In 2005, the military trained honeybees to sniff out land mines. Then, Darpa’s HI-MEMS program started trying to machinize insects instead. So far researchers have implanted micro-mechanical components into larval moths and created remote-controlled beetles. Those initial HI-MEMS efforts seemed designed for reconnaissance missions - this time, the Pentagon wants its modified bugs to detect and differentiate between chemical agents.
In separate deals, the Pentagon is also backing research into an insect-mounted device powered by fuel cells, for a more reliable energy source. “This solution offers several advantages over the existing electromechanical methods; 50-100X higher power density, power-generation independent of insect species, and power generation in absence of insect motion,” according to the contract award.
And to really bring the critters into the 21st century, the military wants to hook them up with their own wireless network - using chirps instead of Tweets. They’re funding two projects that would create “a mobile ad hoc network” for vocal insects like crickets and cicadas.
Insects will be equipped with embedded MEMS transceivers that pick up modulated calling sounds from nearby insects. Once the information in a call is extracted by the transceiver, the information code is applied to an electromechanical device on board the insect that modulates the insect calls, thereby retransmitting the information to another insect, and so on.
The instant-insect message would then be transmitted to humans or computerized systems, which could decode the covert chirp.
Sure, swarms of teensy biochemical detectors would be valuable in war-zones. But fly-swatters take note: project proposals reference “civilian and defense applications,” so your bug-squashing habit might soon make you a threat to national security.

Provided records:
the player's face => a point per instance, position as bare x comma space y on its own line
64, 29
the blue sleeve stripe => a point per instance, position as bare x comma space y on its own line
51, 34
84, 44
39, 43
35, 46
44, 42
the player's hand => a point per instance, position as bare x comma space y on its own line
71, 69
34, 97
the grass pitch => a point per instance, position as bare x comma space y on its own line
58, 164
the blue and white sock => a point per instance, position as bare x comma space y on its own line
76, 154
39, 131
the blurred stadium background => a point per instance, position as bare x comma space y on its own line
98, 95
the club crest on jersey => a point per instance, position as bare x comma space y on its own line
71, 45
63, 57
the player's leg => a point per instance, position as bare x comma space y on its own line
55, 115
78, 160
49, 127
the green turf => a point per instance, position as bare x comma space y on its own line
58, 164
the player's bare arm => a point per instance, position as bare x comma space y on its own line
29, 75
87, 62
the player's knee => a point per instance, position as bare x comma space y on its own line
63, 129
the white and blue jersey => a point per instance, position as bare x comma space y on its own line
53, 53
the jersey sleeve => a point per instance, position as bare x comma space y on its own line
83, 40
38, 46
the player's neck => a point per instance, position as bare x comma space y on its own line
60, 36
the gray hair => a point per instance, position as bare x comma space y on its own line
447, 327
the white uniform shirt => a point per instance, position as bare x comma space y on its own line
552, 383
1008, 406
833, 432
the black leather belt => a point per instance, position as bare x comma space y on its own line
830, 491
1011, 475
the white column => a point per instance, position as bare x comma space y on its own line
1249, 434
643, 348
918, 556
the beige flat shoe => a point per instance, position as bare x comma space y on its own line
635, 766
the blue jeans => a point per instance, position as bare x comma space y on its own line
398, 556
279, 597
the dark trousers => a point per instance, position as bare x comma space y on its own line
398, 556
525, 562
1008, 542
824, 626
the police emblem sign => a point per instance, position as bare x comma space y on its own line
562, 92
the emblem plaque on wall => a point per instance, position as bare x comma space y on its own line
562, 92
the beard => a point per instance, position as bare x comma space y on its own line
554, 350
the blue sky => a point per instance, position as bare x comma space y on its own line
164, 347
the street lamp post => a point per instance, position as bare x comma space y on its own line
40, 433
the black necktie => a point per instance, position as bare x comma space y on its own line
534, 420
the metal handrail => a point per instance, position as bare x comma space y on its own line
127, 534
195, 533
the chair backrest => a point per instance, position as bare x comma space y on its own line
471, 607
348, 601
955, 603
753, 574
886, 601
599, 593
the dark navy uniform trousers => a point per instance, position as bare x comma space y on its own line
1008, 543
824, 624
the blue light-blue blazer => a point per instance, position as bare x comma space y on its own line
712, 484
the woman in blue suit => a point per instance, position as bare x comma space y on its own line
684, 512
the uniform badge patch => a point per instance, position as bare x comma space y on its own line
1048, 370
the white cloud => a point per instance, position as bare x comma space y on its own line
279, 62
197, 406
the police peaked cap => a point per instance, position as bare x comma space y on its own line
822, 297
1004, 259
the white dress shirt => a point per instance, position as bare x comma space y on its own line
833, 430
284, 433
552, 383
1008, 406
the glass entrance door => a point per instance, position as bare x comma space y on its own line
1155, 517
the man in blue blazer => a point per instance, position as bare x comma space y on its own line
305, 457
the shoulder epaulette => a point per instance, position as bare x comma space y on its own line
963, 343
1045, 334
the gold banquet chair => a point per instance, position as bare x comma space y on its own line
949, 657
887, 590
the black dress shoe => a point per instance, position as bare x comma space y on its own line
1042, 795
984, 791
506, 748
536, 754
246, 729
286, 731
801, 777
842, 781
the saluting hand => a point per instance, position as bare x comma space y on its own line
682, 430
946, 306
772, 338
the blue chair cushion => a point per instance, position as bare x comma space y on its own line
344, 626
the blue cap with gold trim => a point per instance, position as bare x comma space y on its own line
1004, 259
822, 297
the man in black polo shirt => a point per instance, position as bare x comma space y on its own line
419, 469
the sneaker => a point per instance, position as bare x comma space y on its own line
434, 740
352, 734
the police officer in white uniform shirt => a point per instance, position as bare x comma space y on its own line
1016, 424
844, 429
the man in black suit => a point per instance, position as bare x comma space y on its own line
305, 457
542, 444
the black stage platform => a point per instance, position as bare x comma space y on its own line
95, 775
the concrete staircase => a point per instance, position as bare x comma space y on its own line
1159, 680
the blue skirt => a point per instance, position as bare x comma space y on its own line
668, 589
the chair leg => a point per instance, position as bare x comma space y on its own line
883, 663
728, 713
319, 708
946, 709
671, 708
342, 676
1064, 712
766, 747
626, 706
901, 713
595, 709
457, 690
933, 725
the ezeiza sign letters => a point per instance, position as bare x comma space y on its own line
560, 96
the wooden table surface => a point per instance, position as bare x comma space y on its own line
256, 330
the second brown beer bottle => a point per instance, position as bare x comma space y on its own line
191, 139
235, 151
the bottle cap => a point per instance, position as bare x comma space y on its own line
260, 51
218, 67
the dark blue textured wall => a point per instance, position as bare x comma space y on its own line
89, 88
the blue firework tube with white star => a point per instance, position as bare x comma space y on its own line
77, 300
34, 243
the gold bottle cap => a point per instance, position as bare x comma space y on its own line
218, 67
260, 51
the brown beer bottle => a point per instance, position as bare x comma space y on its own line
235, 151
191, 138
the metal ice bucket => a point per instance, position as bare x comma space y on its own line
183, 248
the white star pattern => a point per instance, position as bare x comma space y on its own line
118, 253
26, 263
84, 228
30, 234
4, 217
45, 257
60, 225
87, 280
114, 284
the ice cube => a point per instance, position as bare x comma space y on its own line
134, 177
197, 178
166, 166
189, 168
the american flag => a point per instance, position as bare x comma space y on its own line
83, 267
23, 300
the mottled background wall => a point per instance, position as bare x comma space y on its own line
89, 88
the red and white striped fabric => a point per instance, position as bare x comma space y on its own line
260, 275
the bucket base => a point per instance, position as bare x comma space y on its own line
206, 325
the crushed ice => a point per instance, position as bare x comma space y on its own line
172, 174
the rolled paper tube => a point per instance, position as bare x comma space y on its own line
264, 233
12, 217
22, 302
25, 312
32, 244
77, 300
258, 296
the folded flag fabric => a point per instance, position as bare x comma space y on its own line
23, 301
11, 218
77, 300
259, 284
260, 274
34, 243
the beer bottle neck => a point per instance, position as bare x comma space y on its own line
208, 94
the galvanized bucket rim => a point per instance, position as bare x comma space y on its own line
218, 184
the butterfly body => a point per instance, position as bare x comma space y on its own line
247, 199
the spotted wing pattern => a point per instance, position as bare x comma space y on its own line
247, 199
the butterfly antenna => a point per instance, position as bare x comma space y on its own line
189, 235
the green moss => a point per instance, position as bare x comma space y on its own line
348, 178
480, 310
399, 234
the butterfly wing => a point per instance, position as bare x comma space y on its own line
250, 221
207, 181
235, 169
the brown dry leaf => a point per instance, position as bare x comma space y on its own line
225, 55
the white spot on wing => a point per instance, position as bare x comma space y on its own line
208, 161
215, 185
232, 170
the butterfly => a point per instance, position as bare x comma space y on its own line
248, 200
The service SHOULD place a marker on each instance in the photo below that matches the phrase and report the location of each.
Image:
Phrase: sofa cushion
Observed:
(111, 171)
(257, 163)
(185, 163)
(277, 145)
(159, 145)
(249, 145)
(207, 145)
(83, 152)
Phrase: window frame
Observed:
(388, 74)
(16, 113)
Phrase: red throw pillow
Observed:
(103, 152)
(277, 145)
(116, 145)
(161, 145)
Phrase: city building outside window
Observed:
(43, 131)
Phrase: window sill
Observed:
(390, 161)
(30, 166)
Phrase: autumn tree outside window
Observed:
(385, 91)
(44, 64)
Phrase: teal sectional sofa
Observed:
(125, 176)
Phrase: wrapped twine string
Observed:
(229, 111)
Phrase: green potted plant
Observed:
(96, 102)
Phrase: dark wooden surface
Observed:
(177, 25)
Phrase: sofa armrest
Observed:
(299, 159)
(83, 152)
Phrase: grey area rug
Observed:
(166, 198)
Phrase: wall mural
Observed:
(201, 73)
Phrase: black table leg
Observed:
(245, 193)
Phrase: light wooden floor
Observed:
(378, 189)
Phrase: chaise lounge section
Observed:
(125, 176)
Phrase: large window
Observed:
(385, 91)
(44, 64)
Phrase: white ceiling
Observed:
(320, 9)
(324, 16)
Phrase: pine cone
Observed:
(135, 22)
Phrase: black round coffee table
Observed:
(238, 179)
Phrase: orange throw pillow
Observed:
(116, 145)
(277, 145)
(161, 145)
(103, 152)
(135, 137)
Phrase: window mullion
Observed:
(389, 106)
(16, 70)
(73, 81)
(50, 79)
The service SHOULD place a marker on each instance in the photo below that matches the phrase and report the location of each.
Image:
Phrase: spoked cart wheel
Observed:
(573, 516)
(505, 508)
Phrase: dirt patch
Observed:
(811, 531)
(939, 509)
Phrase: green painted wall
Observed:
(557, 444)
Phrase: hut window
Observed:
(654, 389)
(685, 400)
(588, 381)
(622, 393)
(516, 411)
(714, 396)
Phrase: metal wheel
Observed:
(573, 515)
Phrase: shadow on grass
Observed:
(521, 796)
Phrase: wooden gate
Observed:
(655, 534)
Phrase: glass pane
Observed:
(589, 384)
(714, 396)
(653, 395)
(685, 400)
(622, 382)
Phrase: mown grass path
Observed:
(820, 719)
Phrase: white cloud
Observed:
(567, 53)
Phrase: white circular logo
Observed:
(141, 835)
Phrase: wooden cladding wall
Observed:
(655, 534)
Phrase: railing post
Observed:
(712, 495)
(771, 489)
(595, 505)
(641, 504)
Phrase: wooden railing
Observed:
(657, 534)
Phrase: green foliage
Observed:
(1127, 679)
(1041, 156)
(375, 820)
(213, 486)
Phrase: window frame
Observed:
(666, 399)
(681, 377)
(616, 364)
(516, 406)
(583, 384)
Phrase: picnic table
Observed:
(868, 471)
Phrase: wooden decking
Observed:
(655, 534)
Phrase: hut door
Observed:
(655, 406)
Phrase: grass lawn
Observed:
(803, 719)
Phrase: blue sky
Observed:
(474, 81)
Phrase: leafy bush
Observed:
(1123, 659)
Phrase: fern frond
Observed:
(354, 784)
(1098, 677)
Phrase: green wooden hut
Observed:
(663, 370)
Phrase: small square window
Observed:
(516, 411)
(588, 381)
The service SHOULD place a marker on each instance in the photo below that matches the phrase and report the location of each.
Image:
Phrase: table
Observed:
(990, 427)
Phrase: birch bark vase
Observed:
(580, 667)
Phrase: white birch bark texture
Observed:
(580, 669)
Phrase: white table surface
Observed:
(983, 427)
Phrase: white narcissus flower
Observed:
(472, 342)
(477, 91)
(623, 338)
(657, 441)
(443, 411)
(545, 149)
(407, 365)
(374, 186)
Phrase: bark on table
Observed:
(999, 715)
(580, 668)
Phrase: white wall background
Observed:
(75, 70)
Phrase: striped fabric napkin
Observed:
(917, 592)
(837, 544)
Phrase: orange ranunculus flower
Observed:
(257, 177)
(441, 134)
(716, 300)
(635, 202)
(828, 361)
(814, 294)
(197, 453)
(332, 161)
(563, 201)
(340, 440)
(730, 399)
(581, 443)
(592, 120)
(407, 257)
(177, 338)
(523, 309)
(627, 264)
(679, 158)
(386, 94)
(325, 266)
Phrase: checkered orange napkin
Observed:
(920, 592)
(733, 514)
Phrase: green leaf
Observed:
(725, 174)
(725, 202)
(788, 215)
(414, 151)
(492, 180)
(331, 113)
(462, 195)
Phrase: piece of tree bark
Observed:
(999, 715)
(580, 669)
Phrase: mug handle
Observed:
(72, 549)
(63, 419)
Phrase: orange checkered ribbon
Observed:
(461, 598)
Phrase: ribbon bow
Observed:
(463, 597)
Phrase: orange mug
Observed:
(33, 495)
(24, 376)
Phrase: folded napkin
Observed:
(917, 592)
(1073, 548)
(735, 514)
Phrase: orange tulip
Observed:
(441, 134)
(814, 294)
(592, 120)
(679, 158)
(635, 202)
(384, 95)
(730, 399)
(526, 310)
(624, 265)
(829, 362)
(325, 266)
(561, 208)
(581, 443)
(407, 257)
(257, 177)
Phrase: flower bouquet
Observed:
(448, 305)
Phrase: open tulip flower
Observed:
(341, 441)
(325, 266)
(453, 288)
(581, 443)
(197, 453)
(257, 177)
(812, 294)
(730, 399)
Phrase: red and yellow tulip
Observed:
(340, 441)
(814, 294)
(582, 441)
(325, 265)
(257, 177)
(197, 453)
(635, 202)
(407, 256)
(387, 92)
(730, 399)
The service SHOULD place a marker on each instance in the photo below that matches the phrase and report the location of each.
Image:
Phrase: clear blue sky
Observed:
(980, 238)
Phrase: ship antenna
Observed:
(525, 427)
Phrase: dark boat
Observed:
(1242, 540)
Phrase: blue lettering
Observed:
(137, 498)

Work to complete: Please list each kind of insect that the passage on Pentagon insect research says was trained, modified, or targeted for a wireless network.

Task solution: honeybees, larval moths, beetles, crickets, cicadas